• _Task statement_
Rewrite the records below, changing every "single pin" to "single marker" and leaving everything else the same.

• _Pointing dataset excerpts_
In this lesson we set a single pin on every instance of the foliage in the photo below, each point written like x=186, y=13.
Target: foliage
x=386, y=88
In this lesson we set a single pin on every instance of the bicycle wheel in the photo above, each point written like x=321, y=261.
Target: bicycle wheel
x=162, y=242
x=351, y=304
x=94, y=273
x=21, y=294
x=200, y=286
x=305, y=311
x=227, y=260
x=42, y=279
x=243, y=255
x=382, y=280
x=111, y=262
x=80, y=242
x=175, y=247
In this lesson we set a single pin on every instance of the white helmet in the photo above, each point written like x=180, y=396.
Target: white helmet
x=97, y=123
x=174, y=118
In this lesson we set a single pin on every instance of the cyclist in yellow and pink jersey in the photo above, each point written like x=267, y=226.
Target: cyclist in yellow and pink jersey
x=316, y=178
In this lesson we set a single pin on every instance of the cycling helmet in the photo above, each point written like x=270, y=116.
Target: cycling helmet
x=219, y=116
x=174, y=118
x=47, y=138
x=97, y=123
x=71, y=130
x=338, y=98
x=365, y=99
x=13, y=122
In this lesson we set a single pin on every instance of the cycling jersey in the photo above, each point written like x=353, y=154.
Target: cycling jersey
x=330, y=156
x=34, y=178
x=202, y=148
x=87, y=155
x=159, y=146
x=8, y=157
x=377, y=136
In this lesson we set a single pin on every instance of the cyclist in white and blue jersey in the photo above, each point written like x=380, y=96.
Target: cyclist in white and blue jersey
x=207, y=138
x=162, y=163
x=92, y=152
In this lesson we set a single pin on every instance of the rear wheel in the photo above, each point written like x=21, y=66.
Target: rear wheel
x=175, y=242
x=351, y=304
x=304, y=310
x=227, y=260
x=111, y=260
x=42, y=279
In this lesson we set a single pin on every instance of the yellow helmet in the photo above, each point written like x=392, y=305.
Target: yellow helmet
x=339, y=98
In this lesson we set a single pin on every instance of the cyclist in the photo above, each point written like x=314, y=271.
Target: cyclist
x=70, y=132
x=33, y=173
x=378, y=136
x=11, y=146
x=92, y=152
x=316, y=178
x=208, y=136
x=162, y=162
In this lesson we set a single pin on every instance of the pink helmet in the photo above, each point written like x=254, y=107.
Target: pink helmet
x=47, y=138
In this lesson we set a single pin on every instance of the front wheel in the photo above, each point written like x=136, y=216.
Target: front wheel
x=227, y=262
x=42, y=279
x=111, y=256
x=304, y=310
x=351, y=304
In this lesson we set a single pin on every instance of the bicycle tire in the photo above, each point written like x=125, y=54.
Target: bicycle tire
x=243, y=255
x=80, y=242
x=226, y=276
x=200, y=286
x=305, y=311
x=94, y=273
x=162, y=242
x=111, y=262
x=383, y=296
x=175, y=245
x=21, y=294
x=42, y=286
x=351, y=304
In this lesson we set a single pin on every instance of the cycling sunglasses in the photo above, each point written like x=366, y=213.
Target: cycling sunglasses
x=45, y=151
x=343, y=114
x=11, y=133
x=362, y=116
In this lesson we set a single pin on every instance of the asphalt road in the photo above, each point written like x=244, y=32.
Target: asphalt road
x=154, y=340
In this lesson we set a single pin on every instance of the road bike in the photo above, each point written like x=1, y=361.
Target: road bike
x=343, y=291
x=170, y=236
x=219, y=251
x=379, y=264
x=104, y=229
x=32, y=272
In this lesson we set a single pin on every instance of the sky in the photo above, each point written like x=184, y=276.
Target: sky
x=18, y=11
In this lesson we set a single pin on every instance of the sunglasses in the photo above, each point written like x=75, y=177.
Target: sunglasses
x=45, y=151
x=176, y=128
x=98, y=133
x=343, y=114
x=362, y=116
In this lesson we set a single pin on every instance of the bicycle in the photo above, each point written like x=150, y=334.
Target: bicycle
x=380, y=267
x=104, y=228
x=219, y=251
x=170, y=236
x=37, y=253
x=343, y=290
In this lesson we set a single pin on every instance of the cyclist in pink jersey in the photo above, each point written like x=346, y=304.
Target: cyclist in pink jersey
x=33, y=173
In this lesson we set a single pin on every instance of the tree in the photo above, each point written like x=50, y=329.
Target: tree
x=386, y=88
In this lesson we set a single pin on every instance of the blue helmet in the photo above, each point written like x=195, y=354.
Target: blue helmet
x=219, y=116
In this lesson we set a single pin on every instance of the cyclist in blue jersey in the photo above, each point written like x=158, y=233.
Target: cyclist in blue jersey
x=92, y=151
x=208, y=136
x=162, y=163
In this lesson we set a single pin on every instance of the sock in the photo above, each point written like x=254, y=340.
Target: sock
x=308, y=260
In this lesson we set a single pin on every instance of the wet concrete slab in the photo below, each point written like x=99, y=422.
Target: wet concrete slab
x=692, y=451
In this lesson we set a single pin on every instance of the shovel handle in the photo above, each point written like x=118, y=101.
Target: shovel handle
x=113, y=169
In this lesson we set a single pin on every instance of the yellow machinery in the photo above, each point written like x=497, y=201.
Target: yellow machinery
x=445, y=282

• _Completed exercise_
In this lesson we set a single marker on every instance of the foliage in the photo below, each point written like x=186, y=13.
Target: foliage
x=386, y=88
In this lesson we set a single marker on every instance of the bicycle wheel in the photo above, each point written like x=321, y=261.
Target: bicycle wheel
x=162, y=242
x=351, y=304
x=94, y=273
x=21, y=294
x=200, y=286
x=305, y=311
x=227, y=260
x=42, y=279
x=243, y=255
x=382, y=280
x=111, y=262
x=80, y=242
x=175, y=247
In this lesson we set a single marker on every instance of the white helmet in the photo above, each point written like x=180, y=396.
Target: white helmet
x=97, y=123
x=174, y=118
In this lesson we set a single marker on every instance of the cyclist in yellow and pink jersey in the photo above, each point written like x=267, y=226.
Target: cyclist in yellow and pink jersey
x=316, y=178
In this lesson we set a single marker on every instance of the cycling helmet in the photo above, each point written like x=270, y=116.
Target: cycling helmet
x=219, y=116
x=174, y=118
x=47, y=138
x=97, y=123
x=71, y=130
x=338, y=98
x=365, y=99
x=13, y=122
In this lesson we set a single marker on every instance of the cycling jersey in the photo above, each point written like x=353, y=154.
Target: cycling jersey
x=330, y=156
x=34, y=178
x=202, y=148
x=87, y=155
x=159, y=146
x=8, y=157
x=377, y=136
In this lesson we set a single marker on every instance of the cyclist in white and blue jersey in the photo above, each point written like x=380, y=96.
Target: cyclist in white and blue jersey
x=207, y=138
x=162, y=163
x=92, y=152
In this lesson we set a single marker on every instance of the rear wheel in the photo above, each point written like x=21, y=66.
Target: rear wheel
x=175, y=242
x=351, y=304
x=304, y=310
x=227, y=260
x=111, y=260
x=42, y=279
In this lesson we set a single marker on every instance of the yellow helmet in the photo above, each point written like x=392, y=305.
Target: yellow helmet
x=339, y=98
In this lesson we set a single marker on every instance of the cyclist in the photo above, each point written like x=314, y=271.
Target: cyclist
x=70, y=132
x=33, y=173
x=378, y=136
x=11, y=146
x=92, y=152
x=316, y=178
x=208, y=136
x=162, y=162
In this lesson we set a single marker on every instance of the pink helmet in the photo above, each point written like x=254, y=107.
Target: pink helmet
x=47, y=138
In this lesson we set a single marker on every instance of the front wheel in the photo above, each point written like x=136, y=216.
Target: front wheel
x=227, y=262
x=42, y=279
x=111, y=256
x=304, y=310
x=351, y=304
In this lesson we set a single marker on every instance of the bicycle tire in the photo above, each point written like x=125, y=54.
Target: bicycle tire
x=243, y=255
x=80, y=242
x=226, y=276
x=200, y=286
x=305, y=311
x=94, y=273
x=162, y=242
x=111, y=262
x=383, y=296
x=175, y=245
x=21, y=294
x=42, y=286
x=351, y=304
In this lesson we set a single marker on every instance of the cycling sunglasses in the photo above, each point written like x=366, y=213.
Target: cycling sunglasses
x=45, y=151
x=343, y=114
x=11, y=133
x=362, y=116
In this lesson we set a single marker on every instance of the asphalt road in the photo above, each point written like x=244, y=32.
Target: asphalt road
x=154, y=340
In this lesson we set a single marker on every instance of the road bike in the photo above, each point written like x=1, y=361.
Target: road bike
x=343, y=291
x=170, y=236
x=219, y=251
x=379, y=264
x=104, y=229
x=32, y=272
In this lesson we set a single marker on every instance of the sky in the photo above, each point written like x=184, y=276.
Target: sky
x=18, y=11
In this lesson we set a single marker on every instance of the sunglasses in the photo above, each point written like x=75, y=177.
Target: sunglasses
x=45, y=151
x=176, y=128
x=98, y=133
x=343, y=114
x=362, y=116
In this lesson we set a single marker on every instance of the bicycle in the photo above, each point written like x=150, y=334.
Target: bicycle
x=380, y=267
x=104, y=228
x=219, y=251
x=170, y=236
x=37, y=253
x=343, y=290
In this lesson we set a single marker on every instance of the cyclist in pink jersey in the photo above, each point written like x=346, y=304.
Target: cyclist in pink jersey
x=33, y=173
In this lesson we set a single marker on every instance of the tree in the photo above, each point written like x=50, y=329.
Target: tree
x=386, y=88
In this lesson we set a single marker on every instance of the blue helmet in the photo above, each point written like x=195, y=354.
Target: blue helmet
x=219, y=116
In this lesson we set a single marker on every instance of the cyclist in blue jersey in the photo above, each point written like x=158, y=233.
Target: cyclist in blue jersey
x=92, y=151
x=208, y=136
x=162, y=163
In this lesson we set a single marker on every instance of the sock in the photo above, each point written like x=254, y=340.
Target: sock
x=308, y=260
In this lesson we set a single marker on every instance of the wet concrete slab in the photo below, each point written like x=99, y=422.
Target: wet concrete slab
x=692, y=451
In this lesson we set a single marker on every instance of the shovel handle in the photo above, each point written like x=118, y=101.
Target: shovel handle
x=113, y=169
In this lesson we set a single marker on every instance of the yellow machinery in the photo above, each point written like x=497, y=201.
Target: yellow machinery
x=445, y=282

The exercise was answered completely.